## Short exercise
Present everything from the line containing "Check that every instance of the white shirt" down to the line containing "column 91, row 313", both included, as a numbered list with blank lines omitted.

## start

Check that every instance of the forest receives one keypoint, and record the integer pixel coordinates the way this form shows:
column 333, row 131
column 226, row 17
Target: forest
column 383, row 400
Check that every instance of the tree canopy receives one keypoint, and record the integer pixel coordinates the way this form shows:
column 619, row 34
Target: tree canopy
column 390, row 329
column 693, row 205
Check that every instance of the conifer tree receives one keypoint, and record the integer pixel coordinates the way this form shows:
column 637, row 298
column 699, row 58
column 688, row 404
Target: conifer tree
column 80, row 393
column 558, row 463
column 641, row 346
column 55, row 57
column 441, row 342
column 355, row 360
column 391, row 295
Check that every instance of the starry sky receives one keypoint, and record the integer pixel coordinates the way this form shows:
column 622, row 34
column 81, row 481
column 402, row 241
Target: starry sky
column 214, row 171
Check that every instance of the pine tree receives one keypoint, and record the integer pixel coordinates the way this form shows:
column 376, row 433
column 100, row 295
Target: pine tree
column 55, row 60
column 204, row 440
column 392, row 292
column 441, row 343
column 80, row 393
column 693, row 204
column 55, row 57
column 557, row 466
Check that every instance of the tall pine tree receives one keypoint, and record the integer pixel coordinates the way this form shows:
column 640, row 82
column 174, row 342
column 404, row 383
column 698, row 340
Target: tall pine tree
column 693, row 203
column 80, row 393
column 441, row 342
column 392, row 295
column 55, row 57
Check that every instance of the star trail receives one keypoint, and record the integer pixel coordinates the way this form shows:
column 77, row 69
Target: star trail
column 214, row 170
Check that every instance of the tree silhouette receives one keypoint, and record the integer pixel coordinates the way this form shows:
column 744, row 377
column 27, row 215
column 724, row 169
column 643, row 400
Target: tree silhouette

## end
## start

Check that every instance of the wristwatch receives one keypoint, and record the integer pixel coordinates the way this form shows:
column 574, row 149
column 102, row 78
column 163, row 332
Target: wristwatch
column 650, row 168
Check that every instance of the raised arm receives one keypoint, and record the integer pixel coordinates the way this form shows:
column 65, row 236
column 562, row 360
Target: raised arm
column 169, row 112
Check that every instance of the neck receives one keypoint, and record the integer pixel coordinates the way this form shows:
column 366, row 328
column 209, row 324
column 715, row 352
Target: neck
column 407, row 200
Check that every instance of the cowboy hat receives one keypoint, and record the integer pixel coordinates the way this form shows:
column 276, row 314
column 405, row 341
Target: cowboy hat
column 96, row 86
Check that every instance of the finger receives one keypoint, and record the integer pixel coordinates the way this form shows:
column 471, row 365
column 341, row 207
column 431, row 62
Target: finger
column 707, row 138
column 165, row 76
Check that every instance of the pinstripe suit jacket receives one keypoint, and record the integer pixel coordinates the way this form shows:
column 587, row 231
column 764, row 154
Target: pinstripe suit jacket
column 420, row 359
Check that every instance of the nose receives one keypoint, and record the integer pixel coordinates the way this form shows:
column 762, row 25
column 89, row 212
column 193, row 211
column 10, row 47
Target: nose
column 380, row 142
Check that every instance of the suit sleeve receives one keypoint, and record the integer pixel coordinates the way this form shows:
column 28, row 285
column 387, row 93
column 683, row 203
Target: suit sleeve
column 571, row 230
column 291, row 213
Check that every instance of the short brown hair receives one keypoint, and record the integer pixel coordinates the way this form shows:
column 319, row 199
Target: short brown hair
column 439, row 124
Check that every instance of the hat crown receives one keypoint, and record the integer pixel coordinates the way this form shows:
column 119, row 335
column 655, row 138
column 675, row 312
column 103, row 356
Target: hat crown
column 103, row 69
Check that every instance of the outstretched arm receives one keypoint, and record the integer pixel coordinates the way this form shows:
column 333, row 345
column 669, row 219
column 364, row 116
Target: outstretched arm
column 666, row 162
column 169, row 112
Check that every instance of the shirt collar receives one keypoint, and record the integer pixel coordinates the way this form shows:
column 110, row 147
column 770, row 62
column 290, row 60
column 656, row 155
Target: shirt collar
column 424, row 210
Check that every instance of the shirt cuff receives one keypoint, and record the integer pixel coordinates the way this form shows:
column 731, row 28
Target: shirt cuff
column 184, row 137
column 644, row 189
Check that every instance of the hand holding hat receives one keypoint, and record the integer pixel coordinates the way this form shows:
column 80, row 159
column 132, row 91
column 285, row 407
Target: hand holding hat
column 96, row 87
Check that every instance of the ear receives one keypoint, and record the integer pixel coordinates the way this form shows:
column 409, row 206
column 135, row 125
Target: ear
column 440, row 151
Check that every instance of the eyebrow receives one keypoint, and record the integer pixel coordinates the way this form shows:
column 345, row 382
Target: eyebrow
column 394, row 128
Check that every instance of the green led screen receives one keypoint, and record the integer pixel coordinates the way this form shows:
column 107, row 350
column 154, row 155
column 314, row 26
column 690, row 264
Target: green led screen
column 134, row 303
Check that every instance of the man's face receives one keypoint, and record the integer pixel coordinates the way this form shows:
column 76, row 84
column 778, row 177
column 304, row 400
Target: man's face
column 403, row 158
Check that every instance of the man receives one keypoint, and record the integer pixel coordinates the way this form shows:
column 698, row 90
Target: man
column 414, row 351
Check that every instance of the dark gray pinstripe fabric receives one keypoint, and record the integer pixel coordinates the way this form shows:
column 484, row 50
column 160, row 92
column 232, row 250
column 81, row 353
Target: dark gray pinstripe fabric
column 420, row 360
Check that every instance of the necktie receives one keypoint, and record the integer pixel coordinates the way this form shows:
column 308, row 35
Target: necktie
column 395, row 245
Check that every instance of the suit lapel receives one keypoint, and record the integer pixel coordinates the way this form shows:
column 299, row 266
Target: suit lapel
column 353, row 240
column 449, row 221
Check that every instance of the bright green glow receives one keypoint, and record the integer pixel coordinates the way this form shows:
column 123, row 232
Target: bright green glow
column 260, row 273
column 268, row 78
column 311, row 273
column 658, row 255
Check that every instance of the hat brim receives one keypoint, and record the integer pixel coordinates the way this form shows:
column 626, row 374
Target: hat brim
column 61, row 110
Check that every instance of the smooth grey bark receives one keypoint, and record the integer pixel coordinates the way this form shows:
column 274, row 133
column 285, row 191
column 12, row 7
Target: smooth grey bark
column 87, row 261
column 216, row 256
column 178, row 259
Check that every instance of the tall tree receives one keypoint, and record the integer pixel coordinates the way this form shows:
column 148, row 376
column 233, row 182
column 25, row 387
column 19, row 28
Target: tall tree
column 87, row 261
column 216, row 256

## end
## start

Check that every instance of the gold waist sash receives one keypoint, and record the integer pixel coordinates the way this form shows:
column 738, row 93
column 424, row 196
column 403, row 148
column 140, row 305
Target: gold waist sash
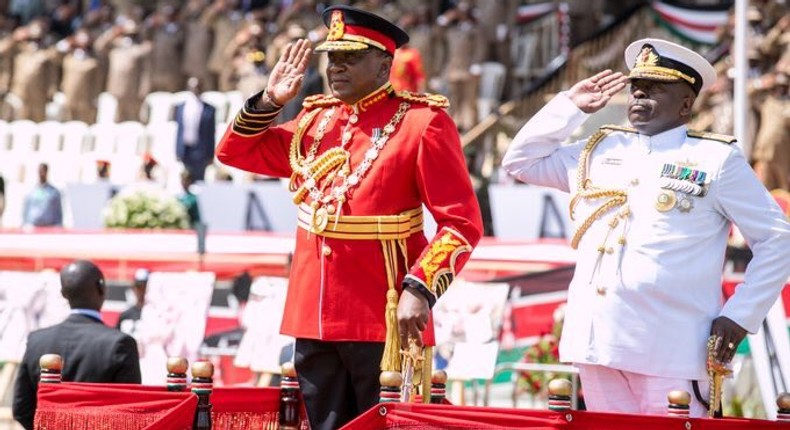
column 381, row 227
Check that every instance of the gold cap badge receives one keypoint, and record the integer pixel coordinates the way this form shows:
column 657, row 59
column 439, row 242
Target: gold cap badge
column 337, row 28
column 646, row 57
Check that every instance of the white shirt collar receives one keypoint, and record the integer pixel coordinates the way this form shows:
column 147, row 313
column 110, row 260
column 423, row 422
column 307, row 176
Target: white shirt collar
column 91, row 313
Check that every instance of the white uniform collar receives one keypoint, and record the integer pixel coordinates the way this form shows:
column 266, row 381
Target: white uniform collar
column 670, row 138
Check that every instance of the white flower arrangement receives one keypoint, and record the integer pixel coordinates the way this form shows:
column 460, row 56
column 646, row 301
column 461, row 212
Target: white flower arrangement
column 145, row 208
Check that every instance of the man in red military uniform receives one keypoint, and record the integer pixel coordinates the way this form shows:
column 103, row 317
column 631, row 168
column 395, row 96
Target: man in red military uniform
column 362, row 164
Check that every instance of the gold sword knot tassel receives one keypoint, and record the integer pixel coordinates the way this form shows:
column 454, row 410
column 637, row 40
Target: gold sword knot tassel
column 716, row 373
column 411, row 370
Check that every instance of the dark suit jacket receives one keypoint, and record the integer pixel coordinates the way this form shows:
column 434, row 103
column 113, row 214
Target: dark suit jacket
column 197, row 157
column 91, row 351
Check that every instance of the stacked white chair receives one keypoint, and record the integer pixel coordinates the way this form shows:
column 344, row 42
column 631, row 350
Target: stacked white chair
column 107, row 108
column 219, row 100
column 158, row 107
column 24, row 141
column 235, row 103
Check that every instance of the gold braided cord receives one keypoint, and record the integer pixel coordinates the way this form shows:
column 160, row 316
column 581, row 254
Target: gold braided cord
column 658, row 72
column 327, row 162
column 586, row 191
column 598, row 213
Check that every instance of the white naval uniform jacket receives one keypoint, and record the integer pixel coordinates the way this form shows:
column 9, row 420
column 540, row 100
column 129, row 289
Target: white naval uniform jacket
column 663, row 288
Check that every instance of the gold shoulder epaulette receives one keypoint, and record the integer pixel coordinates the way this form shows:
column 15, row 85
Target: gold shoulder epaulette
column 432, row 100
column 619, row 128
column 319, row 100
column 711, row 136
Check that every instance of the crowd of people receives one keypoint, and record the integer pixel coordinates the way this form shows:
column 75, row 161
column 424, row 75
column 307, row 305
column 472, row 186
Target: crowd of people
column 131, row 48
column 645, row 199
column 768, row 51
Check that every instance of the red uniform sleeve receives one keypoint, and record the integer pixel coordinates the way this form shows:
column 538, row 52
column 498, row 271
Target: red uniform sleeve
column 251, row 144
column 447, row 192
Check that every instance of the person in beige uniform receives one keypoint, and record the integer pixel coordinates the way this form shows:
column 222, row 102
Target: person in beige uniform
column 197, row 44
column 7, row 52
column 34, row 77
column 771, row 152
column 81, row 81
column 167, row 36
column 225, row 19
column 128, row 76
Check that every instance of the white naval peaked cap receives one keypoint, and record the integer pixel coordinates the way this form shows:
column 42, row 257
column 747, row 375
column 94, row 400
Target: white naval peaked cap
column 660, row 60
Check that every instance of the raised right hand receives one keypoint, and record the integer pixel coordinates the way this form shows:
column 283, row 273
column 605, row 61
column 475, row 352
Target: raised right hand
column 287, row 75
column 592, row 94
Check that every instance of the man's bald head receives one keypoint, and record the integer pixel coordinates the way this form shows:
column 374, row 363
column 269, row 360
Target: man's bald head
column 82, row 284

## end

## Answer to this exercise
1. Check that every instance of the white shirt collar receives one keypoint, and record the integer pixel coordinates the way this form shows:
2. column 147, row 313
3. column 110, row 260
4. column 423, row 422
5. column 307, row 176
6. Target: white shirt collar
7. column 91, row 313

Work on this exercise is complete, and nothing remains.